▼▼▼

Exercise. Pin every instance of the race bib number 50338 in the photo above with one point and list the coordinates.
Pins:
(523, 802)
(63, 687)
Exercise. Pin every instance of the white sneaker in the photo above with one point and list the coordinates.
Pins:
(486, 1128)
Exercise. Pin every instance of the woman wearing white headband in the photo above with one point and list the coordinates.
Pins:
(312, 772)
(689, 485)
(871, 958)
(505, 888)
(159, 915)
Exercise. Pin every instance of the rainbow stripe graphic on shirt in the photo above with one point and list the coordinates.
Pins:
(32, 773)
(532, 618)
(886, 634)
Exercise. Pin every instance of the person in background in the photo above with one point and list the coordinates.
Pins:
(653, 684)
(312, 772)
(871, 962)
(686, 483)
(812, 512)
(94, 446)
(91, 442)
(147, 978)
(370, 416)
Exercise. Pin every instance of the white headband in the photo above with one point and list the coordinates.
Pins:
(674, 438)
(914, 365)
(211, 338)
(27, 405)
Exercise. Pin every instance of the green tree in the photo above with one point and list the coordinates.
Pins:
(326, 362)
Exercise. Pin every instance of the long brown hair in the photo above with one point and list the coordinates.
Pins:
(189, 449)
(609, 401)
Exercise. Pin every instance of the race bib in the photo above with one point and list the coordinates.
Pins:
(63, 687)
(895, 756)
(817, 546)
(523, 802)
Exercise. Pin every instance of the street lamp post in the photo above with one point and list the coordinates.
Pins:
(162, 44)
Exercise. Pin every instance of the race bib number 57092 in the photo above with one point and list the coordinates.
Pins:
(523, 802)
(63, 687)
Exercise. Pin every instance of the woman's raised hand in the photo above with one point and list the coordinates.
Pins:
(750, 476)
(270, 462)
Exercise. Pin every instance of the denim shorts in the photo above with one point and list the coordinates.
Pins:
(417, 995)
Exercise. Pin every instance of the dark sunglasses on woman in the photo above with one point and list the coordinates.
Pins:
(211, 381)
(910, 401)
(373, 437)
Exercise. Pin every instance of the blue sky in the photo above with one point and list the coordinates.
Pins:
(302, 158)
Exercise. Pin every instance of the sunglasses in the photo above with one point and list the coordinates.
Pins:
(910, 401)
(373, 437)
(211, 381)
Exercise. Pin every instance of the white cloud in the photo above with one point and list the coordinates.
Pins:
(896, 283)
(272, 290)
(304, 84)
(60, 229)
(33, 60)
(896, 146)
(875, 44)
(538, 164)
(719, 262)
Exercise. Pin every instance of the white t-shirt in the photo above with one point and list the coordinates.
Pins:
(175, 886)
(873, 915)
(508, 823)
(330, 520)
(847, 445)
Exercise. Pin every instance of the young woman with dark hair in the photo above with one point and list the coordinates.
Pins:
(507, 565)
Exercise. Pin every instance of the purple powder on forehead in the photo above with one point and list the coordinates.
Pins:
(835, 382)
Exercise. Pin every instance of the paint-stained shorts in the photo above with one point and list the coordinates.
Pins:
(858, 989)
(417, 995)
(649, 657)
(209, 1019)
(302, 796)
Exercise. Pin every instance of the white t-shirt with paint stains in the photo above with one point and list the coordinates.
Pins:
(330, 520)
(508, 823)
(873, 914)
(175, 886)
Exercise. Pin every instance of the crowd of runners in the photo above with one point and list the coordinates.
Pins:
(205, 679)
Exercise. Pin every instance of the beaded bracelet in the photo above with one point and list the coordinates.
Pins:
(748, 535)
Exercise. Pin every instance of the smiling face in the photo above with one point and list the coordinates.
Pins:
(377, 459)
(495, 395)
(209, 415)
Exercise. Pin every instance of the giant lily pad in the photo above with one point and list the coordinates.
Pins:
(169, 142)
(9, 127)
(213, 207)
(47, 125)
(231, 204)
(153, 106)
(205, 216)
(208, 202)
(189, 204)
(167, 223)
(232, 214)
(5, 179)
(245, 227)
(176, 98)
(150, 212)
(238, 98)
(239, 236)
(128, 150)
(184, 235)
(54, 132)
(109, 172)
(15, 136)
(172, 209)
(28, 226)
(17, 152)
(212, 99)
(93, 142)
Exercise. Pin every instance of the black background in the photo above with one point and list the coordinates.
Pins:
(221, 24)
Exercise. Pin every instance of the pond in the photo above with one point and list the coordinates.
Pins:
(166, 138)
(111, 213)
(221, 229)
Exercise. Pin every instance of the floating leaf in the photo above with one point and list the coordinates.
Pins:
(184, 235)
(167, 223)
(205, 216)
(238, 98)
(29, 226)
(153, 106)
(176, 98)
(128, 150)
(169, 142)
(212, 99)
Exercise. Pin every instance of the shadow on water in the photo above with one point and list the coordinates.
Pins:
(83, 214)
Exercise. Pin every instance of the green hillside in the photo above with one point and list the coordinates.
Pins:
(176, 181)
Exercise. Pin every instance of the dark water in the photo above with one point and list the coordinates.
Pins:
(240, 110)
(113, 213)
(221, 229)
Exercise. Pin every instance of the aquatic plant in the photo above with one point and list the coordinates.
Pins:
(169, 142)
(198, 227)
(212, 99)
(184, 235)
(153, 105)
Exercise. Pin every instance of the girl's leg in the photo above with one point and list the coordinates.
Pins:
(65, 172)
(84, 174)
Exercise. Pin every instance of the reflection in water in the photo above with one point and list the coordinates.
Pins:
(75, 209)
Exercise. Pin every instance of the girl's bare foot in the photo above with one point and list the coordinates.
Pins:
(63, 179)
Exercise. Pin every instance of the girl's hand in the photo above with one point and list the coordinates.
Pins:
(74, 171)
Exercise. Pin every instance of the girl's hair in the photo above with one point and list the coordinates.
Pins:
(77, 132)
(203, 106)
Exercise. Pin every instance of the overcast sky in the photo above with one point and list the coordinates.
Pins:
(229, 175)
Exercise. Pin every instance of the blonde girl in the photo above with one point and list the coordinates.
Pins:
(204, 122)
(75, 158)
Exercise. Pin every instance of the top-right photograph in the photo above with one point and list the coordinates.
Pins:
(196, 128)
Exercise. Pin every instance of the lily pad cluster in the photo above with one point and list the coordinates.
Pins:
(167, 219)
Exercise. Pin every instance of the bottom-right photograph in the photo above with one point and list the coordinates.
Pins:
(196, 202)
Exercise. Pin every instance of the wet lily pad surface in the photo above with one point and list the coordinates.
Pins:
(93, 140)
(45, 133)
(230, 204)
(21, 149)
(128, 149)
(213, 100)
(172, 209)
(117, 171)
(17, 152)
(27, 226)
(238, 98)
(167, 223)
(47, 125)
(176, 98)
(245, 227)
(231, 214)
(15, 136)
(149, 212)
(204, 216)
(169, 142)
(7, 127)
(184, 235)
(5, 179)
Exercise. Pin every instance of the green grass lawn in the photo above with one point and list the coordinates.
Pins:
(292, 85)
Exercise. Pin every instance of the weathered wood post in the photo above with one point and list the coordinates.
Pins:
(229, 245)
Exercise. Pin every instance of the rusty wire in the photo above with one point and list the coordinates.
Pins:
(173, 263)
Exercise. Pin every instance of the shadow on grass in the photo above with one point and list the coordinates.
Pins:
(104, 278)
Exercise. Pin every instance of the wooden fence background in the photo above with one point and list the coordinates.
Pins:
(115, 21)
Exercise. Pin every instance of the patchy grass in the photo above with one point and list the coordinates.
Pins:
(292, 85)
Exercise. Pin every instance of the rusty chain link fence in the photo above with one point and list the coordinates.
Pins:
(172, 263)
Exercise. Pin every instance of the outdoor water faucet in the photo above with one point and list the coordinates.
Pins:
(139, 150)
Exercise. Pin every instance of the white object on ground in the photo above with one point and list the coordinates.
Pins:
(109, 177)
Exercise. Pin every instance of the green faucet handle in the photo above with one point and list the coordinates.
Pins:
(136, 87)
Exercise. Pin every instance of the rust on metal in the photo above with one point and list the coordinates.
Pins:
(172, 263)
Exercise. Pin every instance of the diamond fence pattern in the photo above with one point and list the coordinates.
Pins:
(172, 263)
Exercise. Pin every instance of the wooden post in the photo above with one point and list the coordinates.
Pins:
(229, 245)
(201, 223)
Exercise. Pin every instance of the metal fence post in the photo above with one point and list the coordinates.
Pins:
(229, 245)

▲▲▲

• ACTION ITEM
Among the lines of the data above, count those containing the word "sunglasses" and report the total alone.

• ANSWER SECTION
2